▸ **Records from a collection**

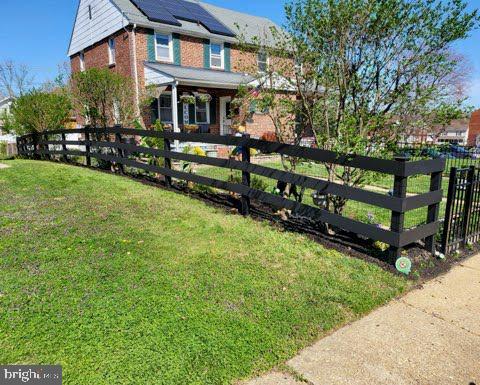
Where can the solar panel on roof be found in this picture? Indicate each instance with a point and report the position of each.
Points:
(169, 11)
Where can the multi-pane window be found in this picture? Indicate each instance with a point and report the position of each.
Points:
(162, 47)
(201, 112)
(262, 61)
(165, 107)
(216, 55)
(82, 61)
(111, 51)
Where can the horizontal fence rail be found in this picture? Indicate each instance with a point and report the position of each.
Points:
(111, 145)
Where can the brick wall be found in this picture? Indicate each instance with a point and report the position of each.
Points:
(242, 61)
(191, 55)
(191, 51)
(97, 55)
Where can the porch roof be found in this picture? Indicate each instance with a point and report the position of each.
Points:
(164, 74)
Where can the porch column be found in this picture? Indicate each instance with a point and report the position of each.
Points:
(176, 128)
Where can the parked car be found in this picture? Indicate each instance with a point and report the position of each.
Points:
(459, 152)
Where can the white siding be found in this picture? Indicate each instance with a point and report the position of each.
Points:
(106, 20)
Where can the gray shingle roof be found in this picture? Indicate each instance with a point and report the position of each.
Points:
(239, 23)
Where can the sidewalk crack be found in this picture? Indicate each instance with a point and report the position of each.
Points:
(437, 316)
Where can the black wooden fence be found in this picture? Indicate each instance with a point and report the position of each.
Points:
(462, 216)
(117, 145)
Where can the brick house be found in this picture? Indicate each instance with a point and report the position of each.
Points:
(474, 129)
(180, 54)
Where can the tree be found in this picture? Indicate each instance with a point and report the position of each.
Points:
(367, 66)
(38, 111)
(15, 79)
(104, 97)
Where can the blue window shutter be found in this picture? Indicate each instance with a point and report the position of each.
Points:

▸ **What is being asked**
All lines above with the word "fence" need to be reported.

▸ **Answer area**
Where can the horizontal fence rail be found in this picture? Indicate each instance with a point and report the position of each.
Where can the black wooden fence be found in this picture? Indicate each instance with a point and report the position of each.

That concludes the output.